Reproduce all of the data below word for word, keeping every line as it is.

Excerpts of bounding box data
>>>

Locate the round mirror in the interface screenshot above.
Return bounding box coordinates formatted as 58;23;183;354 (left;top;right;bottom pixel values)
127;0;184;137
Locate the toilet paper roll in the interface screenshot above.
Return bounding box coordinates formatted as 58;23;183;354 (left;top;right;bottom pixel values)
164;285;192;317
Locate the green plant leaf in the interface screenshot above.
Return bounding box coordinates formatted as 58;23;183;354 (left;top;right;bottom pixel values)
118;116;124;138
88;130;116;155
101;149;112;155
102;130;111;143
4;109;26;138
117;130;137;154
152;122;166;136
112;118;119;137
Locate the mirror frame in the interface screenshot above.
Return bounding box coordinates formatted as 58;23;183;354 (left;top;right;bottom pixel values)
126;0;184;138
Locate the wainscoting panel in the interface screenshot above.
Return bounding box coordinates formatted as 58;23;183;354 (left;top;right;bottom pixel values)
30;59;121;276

<<<

RESULT BELOW
Locate the round mirror in the interface screenshot above.
Return bounding box coordinates formatted as 58;23;183;354 (left;top;right;bottom pixel values)
127;0;184;137
Locate the toilet paper roll in the interface screenshot above.
Return bounding box coordinates formatted as 58;23;183;354 (left;top;right;bottom pixel values)
164;285;192;317
Locate the green plant leaf in the interface screenshot above.
Return bounding box coordinates formatted as 58;23;183;354 (left;top;right;bottom pixel values)
118;116;124;138
88;130;116;155
101;149;112;155
102;130;111;143
4;109;26;138
117;130;137;154
152;122;166;136
112;118;119;137
Locate the mirror frame in the interface screenshot above.
Return bounding box coordinates formatted as 58;23;183;354 (left;top;right;bottom pixel values)
126;0;184;138
Locate the wainscoting panel in the interface screenshot above.
Return bounding box coordinates formatted as 58;23;183;354 (left;top;right;bottom pixel values)
30;59;121;276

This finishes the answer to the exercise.